To do: Retype every one of the records below word for word, leaving the pictures out of your copy.

Records supplied:

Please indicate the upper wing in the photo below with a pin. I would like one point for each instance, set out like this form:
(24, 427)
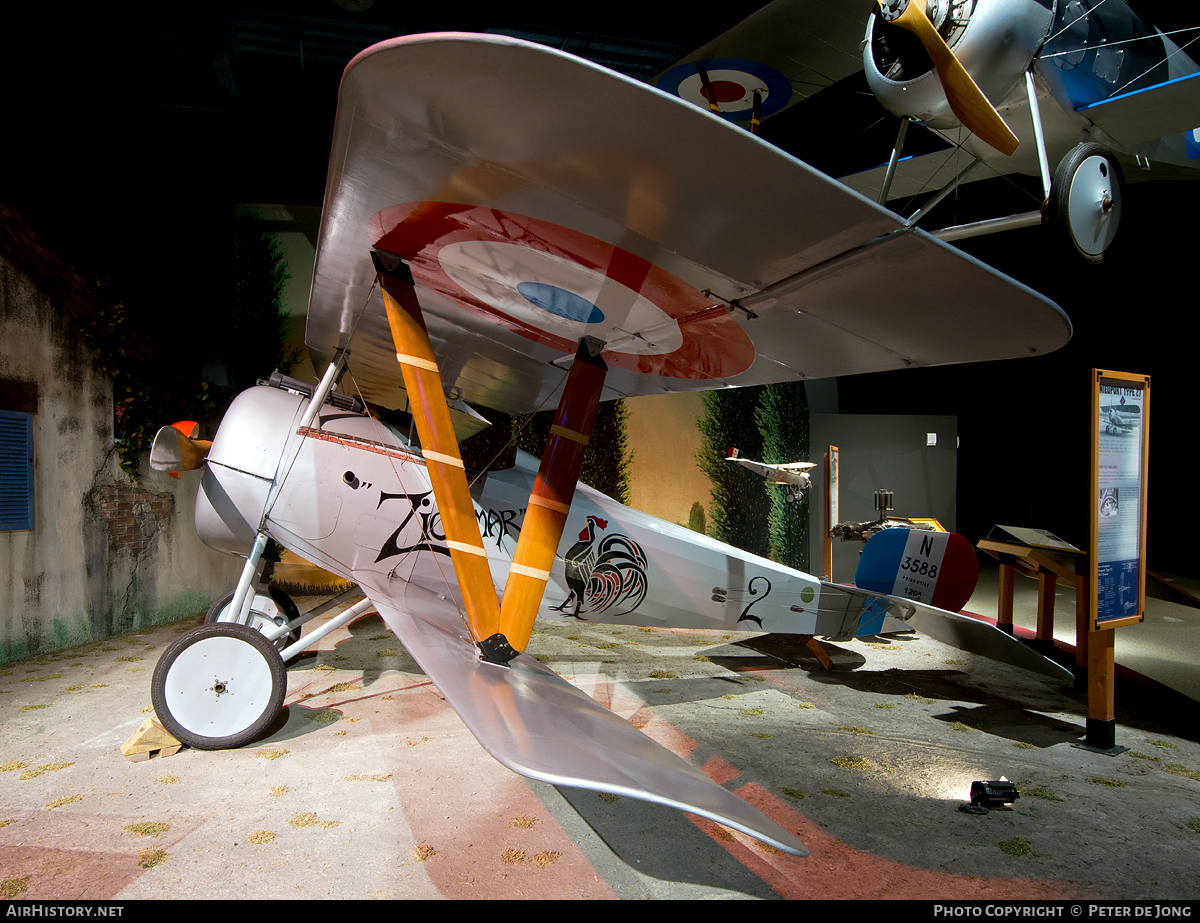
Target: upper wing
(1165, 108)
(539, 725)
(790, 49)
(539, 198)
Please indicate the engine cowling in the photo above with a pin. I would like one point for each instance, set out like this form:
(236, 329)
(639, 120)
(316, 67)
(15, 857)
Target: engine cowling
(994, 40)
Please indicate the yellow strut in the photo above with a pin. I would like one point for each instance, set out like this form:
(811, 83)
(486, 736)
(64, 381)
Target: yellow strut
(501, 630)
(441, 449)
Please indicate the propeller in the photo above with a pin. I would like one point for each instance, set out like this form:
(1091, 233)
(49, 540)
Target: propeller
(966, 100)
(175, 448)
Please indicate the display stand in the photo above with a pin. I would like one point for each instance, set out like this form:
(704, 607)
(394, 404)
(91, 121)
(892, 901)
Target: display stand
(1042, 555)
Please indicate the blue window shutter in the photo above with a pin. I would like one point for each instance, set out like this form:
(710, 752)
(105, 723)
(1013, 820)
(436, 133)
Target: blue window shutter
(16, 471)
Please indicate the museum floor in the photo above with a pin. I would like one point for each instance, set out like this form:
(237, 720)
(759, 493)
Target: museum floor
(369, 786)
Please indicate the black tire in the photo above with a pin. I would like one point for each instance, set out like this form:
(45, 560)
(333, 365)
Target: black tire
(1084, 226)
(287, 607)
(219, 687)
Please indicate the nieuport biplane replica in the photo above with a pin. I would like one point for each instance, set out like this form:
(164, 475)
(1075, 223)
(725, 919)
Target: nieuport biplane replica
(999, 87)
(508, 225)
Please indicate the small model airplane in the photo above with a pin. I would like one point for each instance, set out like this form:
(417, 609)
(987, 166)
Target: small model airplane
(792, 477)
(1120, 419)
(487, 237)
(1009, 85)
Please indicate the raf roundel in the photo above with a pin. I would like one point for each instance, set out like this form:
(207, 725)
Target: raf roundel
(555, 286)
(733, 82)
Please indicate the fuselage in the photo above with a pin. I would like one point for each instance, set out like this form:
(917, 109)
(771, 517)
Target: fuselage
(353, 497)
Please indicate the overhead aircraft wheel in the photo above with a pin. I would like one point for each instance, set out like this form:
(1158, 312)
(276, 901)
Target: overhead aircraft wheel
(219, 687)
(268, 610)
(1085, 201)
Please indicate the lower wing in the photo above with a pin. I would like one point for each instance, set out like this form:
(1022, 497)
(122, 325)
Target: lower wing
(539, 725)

Solution below:
Please indicate the upper wing in the photo below with a pin. I would like one point for each instance, set out like this form:
(24, 427)
Target: upper wing
(1165, 108)
(539, 725)
(790, 49)
(539, 198)
Please indicate the engine cowling in the photo above with a pin. I would like one point for each instance, set out like this form:
(236, 329)
(639, 120)
(316, 67)
(15, 857)
Target: engine cowling
(994, 40)
Please indicate the yellow strut in the photo above with a pin. I would like one point for each instance, set out like this form:
(811, 83)
(486, 736)
(64, 381)
Target: yellow strut
(501, 630)
(441, 449)
Please indicate the propeller in the photo above with a pin. I would like one point for each instance, set out like this form:
(1091, 233)
(49, 540)
Target: propeller
(966, 100)
(175, 448)
Please indicate the display stand in the photo above with a pin. I would like one point for each instance, set out like this form:
(704, 607)
(394, 404)
(91, 121)
(892, 901)
Target: display stand
(1042, 555)
Please indicate the blue window shutter in the photo above with a pin. I would like one point for each instance, set out like this form:
(710, 752)
(105, 723)
(1013, 820)
(436, 133)
Target: blue window shutter
(16, 471)
Please indicate the museum floor in the photo above with a pin. I would like one point for each instance, set out like this form:
(237, 720)
(759, 493)
Target: museum floor
(369, 786)
Please indicate the black tire in the photo above with a pin. I would like one point for each instance, set out like this form:
(45, 560)
(333, 365)
Target: black tire
(1084, 226)
(287, 607)
(219, 687)
Please indicate the nieuport biplane replica in the photo above with a pin. I would like one point for each instance, set out like this form:
(164, 475)
(1075, 223)
(725, 919)
Target: nieuport biplane replica
(999, 87)
(508, 225)
Please indicate the small model airplane in the photo above with a pin. I would like one point for each instance, set out like this form:
(417, 609)
(987, 166)
Target: small model airplane
(792, 477)
(1120, 419)
(487, 237)
(1009, 85)
Please indicate the raf roundel in the photo above with a pin. I would like one point for each instance, set out like this form:
(207, 725)
Target: raf roundel
(555, 286)
(733, 82)
Please indicate the fuselage in the photo above with a pin. I would like one point for each instance, set out like this form:
(917, 109)
(771, 517)
Target: fuselage
(353, 497)
Please indicate the overhead aircraft wheel in the photo above with a pin. I would like one point for each instance, set out like this form:
(1158, 312)
(276, 901)
Target: overhead aircraft wheel
(219, 687)
(268, 610)
(1085, 201)
Please indicate the lower wing in the photo above with a pin. I would like one point for each instance, set out like this form:
(1022, 497)
(122, 325)
Target: lower wing
(539, 725)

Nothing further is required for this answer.